● **EXERCISE GOAL**
Put every line of the rows below into a JSON list of strings, one string per line, and leave out any blank lines.

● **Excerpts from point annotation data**
(begin)
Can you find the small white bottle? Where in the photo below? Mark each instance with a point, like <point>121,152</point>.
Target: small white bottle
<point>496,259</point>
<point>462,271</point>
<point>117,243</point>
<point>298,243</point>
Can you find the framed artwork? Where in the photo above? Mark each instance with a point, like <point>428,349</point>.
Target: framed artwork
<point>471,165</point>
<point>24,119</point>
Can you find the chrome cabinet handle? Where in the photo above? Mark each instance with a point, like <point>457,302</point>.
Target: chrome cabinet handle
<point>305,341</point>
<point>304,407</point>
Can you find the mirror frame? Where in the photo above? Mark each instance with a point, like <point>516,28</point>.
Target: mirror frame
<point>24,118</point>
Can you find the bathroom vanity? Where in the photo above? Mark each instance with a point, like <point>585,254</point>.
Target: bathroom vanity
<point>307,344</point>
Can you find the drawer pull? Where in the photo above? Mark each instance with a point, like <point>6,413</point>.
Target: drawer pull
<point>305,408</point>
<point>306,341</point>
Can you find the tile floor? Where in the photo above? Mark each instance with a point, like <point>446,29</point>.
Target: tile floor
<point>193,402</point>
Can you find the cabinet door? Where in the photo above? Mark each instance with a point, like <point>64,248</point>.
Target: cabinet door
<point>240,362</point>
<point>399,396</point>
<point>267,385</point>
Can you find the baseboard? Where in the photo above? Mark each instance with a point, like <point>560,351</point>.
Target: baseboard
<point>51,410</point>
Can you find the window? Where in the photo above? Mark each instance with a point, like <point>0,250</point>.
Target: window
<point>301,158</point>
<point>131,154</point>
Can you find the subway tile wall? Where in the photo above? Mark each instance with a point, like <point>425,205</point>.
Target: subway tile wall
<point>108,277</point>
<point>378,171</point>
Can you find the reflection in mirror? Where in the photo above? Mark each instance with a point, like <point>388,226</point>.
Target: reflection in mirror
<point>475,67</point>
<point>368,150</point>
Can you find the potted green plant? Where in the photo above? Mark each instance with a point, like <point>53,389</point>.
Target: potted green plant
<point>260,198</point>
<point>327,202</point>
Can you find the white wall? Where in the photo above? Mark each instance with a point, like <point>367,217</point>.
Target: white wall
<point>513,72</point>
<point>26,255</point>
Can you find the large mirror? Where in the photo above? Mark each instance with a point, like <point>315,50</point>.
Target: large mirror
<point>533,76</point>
(end)
● **SOLUTION FOR THIS TASK**
[
  "Can you find the small white bottle? Where in the photo below? Mark each instance with a point, like <point>121,152</point>.",
  "Target: small white bottle",
  "<point>496,259</point>",
  "<point>462,271</point>",
  "<point>117,243</point>",
  "<point>298,243</point>",
  "Can you find the framed artwork? Where in the photo above? Mark each instance with a point, like <point>428,349</point>.",
  "Target: framed artwork",
  "<point>471,165</point>",
  "<point>24,119</point>",
  "Can you find the chrome cabinet handle? Where in the photo above? Mark each instance with a point, like <point>457,302</point>.",
  "Target: chrome cabinet handle",
  "<point>305,341</point>",
  "<point>304,407</point>",
  "Can you find the mirror frame? Where in the photo above? Mark each instance with a point, like <point>516,28</point>.",
  "Target: mirror frame",
  "<point>24,118</point>",
  "Can you find the bathroom vanity? Where in the photo above? Mark each instance with a point, like <point>585,254</point>.",
  "Target: bathroom vanity",
  "<point>307,344</point>",
  "Can you find the drawer pull? Where in the photo above? Mark each instance with a point, like <point>6,413</point>.",
  "Target: drawer pull",
  "<point>305,408</point>",
  "<point>306,341</point>",
  "Can you find the tile floor? Where in the photo above? Mark each instance with a point, like <point>446,29</point>.",
  "Target: tile floor",
  "<point>193,402</point>",
  "Can you find the cabinet door? Where in the photo above? Mark each instance with a point, like <point>64,248</point>.",
  "Target: cabinet door",
  "<point>240,362</point>",
  "<point>399,396</point>",
  "<point>267,385</point>",
  "Can you find the baseboard? Where in the photo above? Mark each instance with a point, like <point>560,351</point>.",
  "Target: baseboard",
  "<point>51,410</point>",
  "Can you find the window? Where in the photo above? Mark each instance with a point, like <point>0,250</point>.",
  "Target: window",
  "<point>301,158</point>",
  "<point>131,154</point>",
  "Can you find the subway tile wall? Where in the photo above? Mark each instance with a point, like <point>425,205</point>.",
  "Target: subway tile wall",
  "<point>108,277</point>",
  "<point>378,171</point>",
  "Can you find the reflection in mirror? Where in the photo above? Mark each instance with a point, like <point>388,226</point>.",
  "Target: reflection in mirror",
  "<point>475,67</point>",
  "<point>368,150</point>",
  "Can you find the potted green plant? Where in the photo above? Mark each instance with a point, like <point>53,389</point>.",
  "Target: potted green plant",
  "<point>260,198</point>",
  "<point>327,202</point>",
  "Can you find the white wall? Where in the photo above? Mark each instance with a point, like <point>367,217</point>.",
  "Target: white wall",
  "<point>513,72</point>",
  "<point>26,255</point>",
  "Can you find the large mirror? Where in the photo above? Mark each instance with a point, like <point>315,50</point>.",
  "Target: large mirror",
  "<point>533,76</point>"
]